Copy out the lines from the line with "Q: Put a point on each instance of the blue" to the line with "x=230 y=266", switching "stage floor" to "wooden platform" and leaving everything else unchanged.

[START OF Data rows]

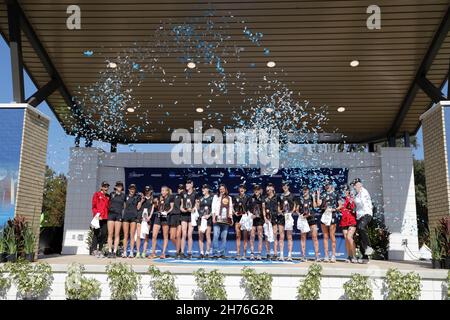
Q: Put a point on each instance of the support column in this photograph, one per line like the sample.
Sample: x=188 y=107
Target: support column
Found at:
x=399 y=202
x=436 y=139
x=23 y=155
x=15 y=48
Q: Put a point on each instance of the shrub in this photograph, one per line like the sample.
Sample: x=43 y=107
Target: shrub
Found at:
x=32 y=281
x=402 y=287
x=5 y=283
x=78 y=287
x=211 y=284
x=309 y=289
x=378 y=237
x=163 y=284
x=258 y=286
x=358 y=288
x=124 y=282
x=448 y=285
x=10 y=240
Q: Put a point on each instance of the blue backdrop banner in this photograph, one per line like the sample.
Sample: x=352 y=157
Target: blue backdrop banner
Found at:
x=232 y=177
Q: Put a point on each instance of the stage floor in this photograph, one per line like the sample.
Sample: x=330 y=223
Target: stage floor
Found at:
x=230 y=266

[END OF Data rows]
[START OF Data rows]

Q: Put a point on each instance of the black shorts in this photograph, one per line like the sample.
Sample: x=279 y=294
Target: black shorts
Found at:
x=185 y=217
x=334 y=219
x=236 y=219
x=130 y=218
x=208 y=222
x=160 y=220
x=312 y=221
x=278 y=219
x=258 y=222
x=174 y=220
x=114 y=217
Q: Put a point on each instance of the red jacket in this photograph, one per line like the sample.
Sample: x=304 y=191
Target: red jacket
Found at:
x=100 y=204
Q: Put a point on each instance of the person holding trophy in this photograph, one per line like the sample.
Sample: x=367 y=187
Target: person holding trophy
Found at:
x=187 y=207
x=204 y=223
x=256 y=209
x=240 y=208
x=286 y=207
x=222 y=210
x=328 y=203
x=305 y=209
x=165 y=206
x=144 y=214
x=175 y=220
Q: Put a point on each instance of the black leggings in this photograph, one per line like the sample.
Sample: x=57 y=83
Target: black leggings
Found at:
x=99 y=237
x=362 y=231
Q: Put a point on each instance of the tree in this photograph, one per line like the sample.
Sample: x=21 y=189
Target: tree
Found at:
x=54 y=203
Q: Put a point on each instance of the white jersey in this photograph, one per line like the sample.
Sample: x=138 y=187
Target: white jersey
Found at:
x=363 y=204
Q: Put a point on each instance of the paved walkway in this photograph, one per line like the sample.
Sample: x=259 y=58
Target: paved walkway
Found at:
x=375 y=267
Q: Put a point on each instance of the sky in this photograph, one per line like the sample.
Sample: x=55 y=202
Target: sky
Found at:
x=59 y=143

[END OF Data rows]
[START OF Data rows]

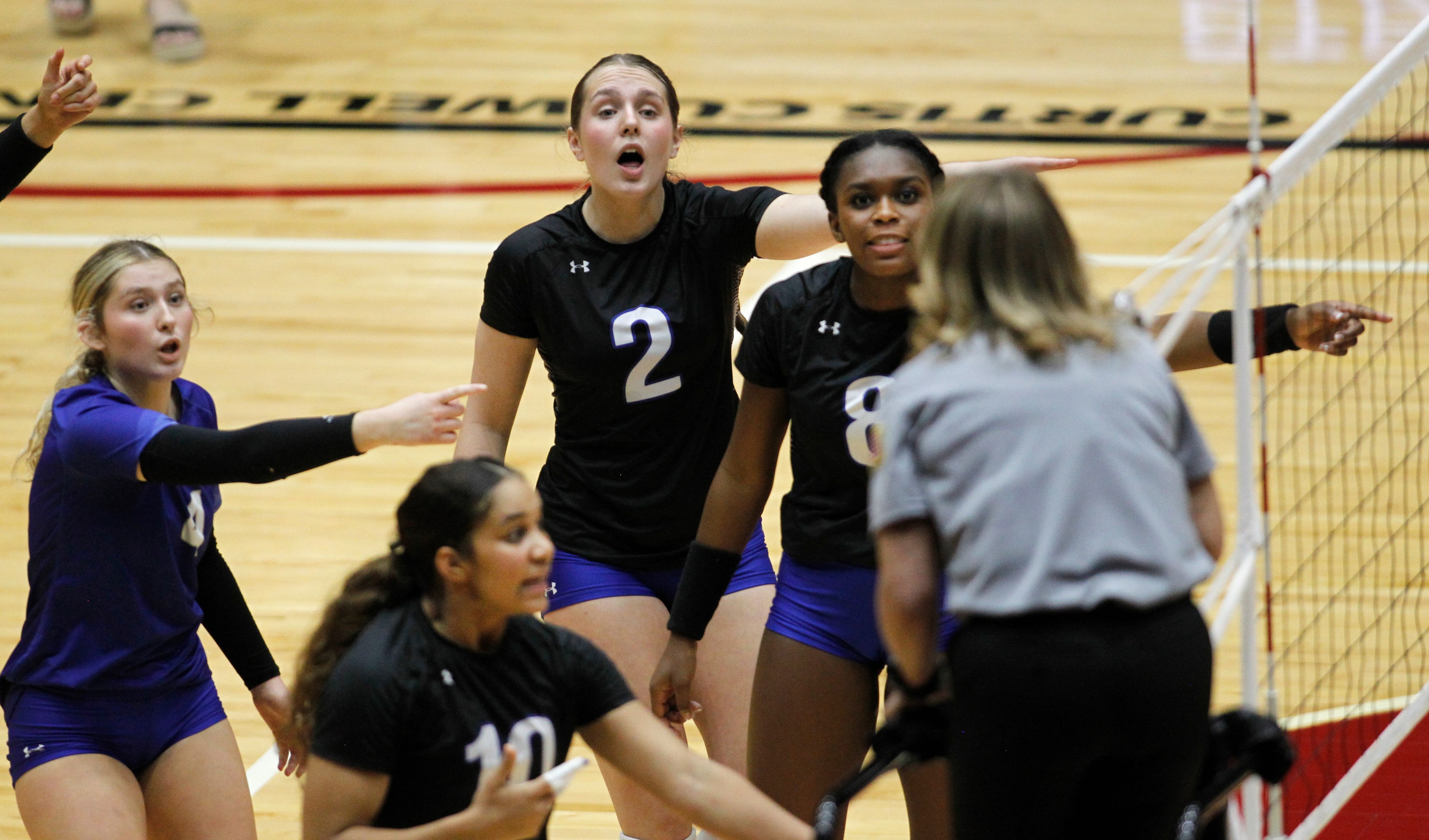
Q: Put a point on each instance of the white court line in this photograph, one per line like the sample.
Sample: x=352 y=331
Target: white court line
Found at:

[END OF Data rows]

Reply:
Q: Put a point on each instance of the blue backdrop banner in this photograph, one per line like the sample.
Sample: x=352 y=157
Target: blue backdrop banner
Found at:
x=232 y=177
Q: Put a point on each instance of the wooden platform in this photograph, one per line like the sample.
Sample: x=330 y=223
Target: wooden platform
Found at:
x=230 y=266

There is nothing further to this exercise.